**WRITTEN TASKS:**
[1] Summarize the delimitation text below in two sentences.
[2] Decide whether each statement agrees with the delimitation text below. Answer yes or no for each, and quote the words of the text that settle it.
(a) Before 2017, the last census had been held in 1998.
(b) Sindh filed more objections to the draft delimitations than Punjab did.
(c) The Election Act 2017 explains how to assess whether a constituency exceeds the size variation threshold.
[3] Pull out everything in the delimitation text below from "Pakistan’s constitution mandates" down to "provisional population census.", without changing a word.

**DOCUMENT PASSAGE:**
---------------

Delimitation Issues

Spearhead Analysis – 03.07.2018

By Hira A. Shafi
Senior Research Analyst, Spearhead Research

Pakistan’s constitution mandates national census to be held every 10 years.  Despite that, the census was conducted in 2017 after a long delay since the last held exercise in 1998. 

This delay also pushed the census close to the upcoming General Elections in 2018. According to the Delimitation of Constituencies Act, 1974, the constituencies for elections to the National and Provincial Assemblies are to be delimited after every census. The General Elections are then to be carried out on the basis of fresh delimitations.

The time period required by Pakistan Bureau of Statistics to publish the final census results would have made in unachievable for the Election Commission Pakistan (ECP) – to conduct timely delimitations prior to the elections. Therefore, in December 2017, the 24th constitutional amendment enabled the ECP to conduct delimitations on the basis of provisional population census.

Post Census developments have been largely contentious. Various Political parties have been challenging census results, and now the delimitations of constituencies.   On March 5, ECP published the first draft of delimitations on basis of provisional Census results. The document was circulated for public objections. Reportedly, by 3rd April ECP received 1,286 objections. Of those, 689 objections came from Punjab, 284 from Sindh, 181 from K-P, 104 from Balochistan, 17 from Fata and 11 from ICT. The ECP began their hearings from 4th April onwards. The petitioners unsatisfied by the ECP decisions were allowed to approach the Supreme Court. On 4th may-after a series of hearings into the objections against fresh delimitations the ECP notified the new delimitations of national and provincial assemblies’ constituencies. However, several petitioners continue to approach the courts.

In order to reduce the variation in constituency sizes and ensure equality of vote, The Election Act 2017 stipulates that the variation in constituency sizes should not exceed a maximum of maximum of 10%. A report by The Democracy reporting International notes that, neither the Act nor the Rules elaborate on how we should assess if a constituency exceeds this threshold.

---------------

**INFORMATION SUPPLIED:**

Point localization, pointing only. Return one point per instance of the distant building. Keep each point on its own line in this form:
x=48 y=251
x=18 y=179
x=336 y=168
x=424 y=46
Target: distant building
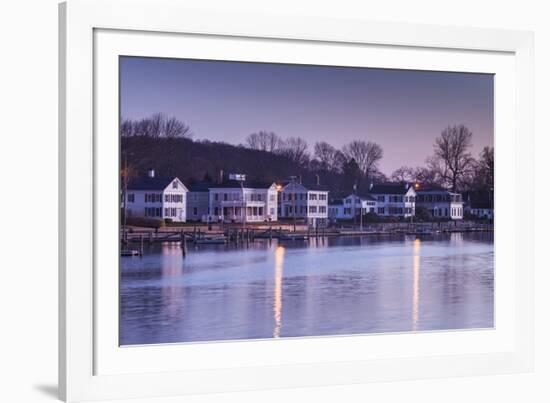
x=162 y=198
x=237 y=199
x=308 y=202
x=356 y=204
x=479 y=204
x=335 y=210
x=440 y=202
x=198 y=201
x=394 y=199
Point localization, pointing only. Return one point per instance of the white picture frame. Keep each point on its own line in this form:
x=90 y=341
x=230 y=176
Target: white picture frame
x=92 y=367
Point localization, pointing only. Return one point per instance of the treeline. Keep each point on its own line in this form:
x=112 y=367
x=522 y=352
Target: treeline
x=166 y=144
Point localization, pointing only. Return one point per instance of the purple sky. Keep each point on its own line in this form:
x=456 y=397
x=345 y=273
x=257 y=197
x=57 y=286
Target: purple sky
x=403 y=111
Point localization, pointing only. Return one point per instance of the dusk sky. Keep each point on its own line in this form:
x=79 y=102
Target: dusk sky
x=403 y=111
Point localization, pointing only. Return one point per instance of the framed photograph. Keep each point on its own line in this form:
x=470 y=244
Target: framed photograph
x=256 y=201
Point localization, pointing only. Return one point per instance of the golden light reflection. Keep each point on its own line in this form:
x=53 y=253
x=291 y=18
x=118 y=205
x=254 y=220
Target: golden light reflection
x=278 y=293
x=416 y=283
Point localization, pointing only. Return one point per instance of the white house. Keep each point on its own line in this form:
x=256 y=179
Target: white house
x=237 y=199
x=394 y=199
x=440 y=202
x=335 y=210
x=198 y=201
x=162 y=198
x=308 y=202
x=358 y=204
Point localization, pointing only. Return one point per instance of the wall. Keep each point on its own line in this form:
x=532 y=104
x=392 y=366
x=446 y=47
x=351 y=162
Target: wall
x=28 y=290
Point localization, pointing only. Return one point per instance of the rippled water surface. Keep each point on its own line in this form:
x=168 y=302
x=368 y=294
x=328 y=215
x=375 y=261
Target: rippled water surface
x=325 y=286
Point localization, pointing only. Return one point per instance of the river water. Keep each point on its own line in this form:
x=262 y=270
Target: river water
x=324 y=286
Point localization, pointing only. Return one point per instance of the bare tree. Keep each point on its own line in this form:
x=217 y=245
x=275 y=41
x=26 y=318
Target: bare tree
x=295 y=148
x=403 y=174
x=426 y=175
x=155 y=126
x=452 y=160
x=174 y=128
x=366 y=154
x=126 y=128
x=483 y=175
x=263 y=141
x=329 y=157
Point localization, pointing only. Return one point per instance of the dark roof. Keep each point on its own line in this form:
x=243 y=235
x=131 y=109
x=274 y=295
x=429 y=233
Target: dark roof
x=364 y=196
x=307 y=186
x=149 y=183
x=232 y=183
x=367 y=197
x=316 y=187
x=200 y=186
x=390 y=188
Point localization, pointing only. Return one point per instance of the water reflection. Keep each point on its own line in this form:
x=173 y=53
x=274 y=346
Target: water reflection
x=278 y=293
x=328 y=286
x=416 y=283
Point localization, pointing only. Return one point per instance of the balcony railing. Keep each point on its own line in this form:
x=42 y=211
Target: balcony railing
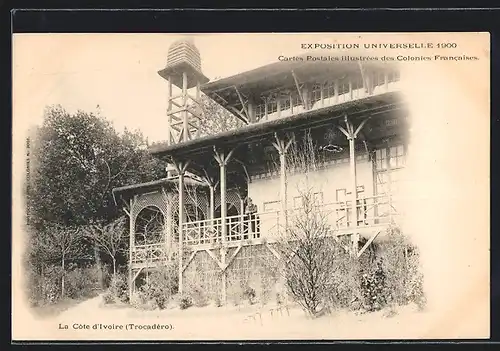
x=375 y=210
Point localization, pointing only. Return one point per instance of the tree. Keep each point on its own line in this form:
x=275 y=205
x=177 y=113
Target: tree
x=216 y=119
x=108 y=237
x=61 y=244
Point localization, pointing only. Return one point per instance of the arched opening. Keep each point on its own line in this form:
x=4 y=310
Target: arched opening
x=149 y=226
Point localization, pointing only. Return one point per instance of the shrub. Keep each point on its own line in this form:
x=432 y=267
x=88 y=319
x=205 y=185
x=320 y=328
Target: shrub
x=185 y=302
x=218 y=301
x=161 y=287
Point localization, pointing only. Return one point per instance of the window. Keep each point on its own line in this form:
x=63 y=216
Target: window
x=393 y=76
x=270 y=206
x=316 y=93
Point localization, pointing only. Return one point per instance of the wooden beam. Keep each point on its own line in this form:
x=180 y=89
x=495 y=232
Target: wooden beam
x=361 y=125
x=273 y=251
x=189 y=260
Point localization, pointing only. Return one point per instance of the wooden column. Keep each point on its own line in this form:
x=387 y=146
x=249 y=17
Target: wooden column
x=181 y=169
x=131 y=248
x=198 y=106
x=336 y=90
x=169 y=108
x=222 y=160
x=278 y=106
x=185 y=124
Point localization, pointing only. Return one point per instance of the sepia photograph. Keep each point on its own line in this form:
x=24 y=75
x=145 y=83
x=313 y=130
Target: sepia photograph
x=305 y=186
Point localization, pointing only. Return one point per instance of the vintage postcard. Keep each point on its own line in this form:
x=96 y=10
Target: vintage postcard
x=319 y=186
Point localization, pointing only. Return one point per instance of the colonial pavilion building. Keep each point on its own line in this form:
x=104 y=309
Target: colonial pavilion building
x=350 y=113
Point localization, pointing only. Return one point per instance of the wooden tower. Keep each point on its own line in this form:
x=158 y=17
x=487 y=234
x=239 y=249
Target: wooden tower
x=184 y=109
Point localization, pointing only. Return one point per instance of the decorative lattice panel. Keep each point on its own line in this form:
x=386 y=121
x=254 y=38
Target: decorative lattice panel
x=157 y=199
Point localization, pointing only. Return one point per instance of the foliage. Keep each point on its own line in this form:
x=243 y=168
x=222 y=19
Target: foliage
x=402 y=269
x=216 y=119
x=160 y=287
x=198 y=294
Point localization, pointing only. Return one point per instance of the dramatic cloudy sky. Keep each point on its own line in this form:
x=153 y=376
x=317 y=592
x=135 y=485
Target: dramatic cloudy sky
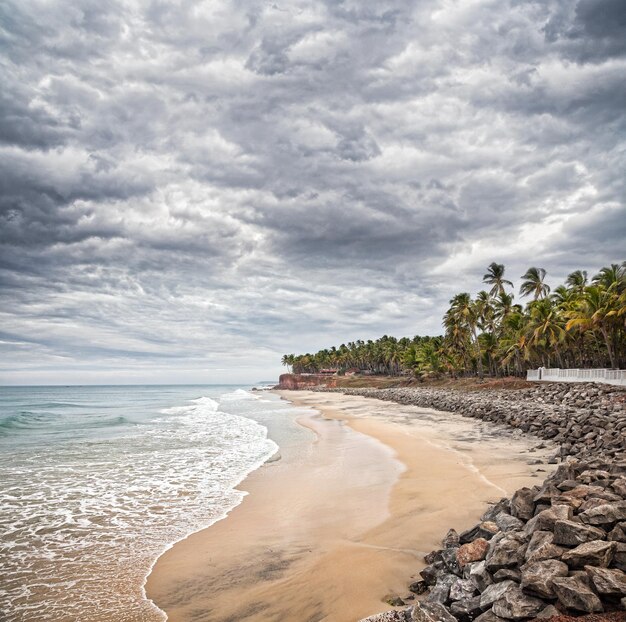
x=190 y=189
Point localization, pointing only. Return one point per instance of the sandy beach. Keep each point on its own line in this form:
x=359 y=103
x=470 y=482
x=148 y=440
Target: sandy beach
x=326 y=532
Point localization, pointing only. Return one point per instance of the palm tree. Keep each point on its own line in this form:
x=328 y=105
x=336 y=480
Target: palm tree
x=577 y=280
x=495 y=277
x=466 y=313
x=533 y=283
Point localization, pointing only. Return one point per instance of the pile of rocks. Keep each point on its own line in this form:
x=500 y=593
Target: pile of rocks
x=587 y=420
x=551 y=549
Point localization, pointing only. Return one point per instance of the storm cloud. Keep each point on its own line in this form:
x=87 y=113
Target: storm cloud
x=190 y=189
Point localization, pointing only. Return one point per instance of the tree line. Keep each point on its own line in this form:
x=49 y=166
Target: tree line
x=581 y=323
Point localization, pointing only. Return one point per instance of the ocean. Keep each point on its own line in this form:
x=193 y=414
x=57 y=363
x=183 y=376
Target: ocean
x=97 y=481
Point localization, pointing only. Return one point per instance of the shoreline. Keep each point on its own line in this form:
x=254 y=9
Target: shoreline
x=359 y=563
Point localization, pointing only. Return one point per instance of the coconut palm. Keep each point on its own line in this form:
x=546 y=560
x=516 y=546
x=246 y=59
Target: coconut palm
x=534 y=283
x=495 y=278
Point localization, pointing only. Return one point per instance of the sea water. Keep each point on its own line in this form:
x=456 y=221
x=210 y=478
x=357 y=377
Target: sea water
x=96 y=482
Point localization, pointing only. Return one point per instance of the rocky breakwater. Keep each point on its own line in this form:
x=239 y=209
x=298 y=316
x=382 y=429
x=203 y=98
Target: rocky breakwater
x=585 y=420
x=551 y=549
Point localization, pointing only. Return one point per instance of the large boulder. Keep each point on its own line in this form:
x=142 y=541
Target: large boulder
x=541 y=546
x=522 y=504
x=515 y=605
x=595 y=553
x=605 y=514
x=507 y=552
x=472 y=552
x=495 y=592
x=462 y=589
x=544 y=521
x=609 y=582
x=571 y=533
x=537 y=577
x=440 y=593
x=430 y=612
x=392 y=616
x=480 y=576
x=575 y=594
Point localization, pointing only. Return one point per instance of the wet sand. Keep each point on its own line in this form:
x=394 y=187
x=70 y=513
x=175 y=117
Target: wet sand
x=328 y=530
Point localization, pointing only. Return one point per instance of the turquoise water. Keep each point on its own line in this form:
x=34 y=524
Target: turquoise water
x=96 y=482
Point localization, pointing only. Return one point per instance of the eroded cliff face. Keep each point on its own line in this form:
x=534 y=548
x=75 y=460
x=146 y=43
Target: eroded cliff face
x=294 y=382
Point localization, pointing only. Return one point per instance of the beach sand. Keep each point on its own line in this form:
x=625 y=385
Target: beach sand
x=328 y=531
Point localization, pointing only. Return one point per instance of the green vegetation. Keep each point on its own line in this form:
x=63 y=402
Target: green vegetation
x=580 y=324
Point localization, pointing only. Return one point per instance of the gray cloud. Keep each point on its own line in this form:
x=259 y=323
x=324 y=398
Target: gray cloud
x=192 y=187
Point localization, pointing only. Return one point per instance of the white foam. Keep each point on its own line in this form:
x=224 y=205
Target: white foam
x=114 y=505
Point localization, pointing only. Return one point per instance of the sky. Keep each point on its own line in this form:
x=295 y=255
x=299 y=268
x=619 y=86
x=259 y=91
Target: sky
x=191 y=189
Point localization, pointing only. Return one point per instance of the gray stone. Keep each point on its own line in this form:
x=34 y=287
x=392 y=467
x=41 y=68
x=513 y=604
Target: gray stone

---------------

**REPLIES:**
[1] Pakistan's census was held in 2017 after a long delay, close to the 2018 General Elections, so a December 2017 constitutional amendment allowed the ECP to delimit constituencies on the basis of provisional census results. The ECP's first draft reportedly drew 1,286 objections, and after hearings it notified the new delimitations on 4 May, though several petitioners continue to approach the courts.

[2]
(a) Yes: "after a long delay since the last held exercise in 1998"
(b) No: "689 objections came from Punjab, 284 from Sindh"
(c) No: "neither the Act nor the Rules elaborate on how we should assess if a constituency exceeds this threshold"

[3]
Pakistan’s constitution mandates national census to be held every 10 years.  Despite that, the census was conducted in 2017 after a long delay since the last held exercise in 1998. 

This delay also pushed the census close to the upcoming General Elections in 2018. According to the Delimitation of Constituencies Act, 1974, the constituencies for elections to the National and Provincial Assemblies are to be delimited after every census. The General Elections are then to be carried out on the basis of fresh delimitations.

The time period required by Pakistan Bureau of Statistics to publish the final census results would have made in unachievable for the Election Commission Pakistan (ECP) – to conduct timely delimitations prior to the elections. Therefore, in December 2017, the 24th constitutional amendment enabled the ECP to conduct delimitations on the basis of provisional population census.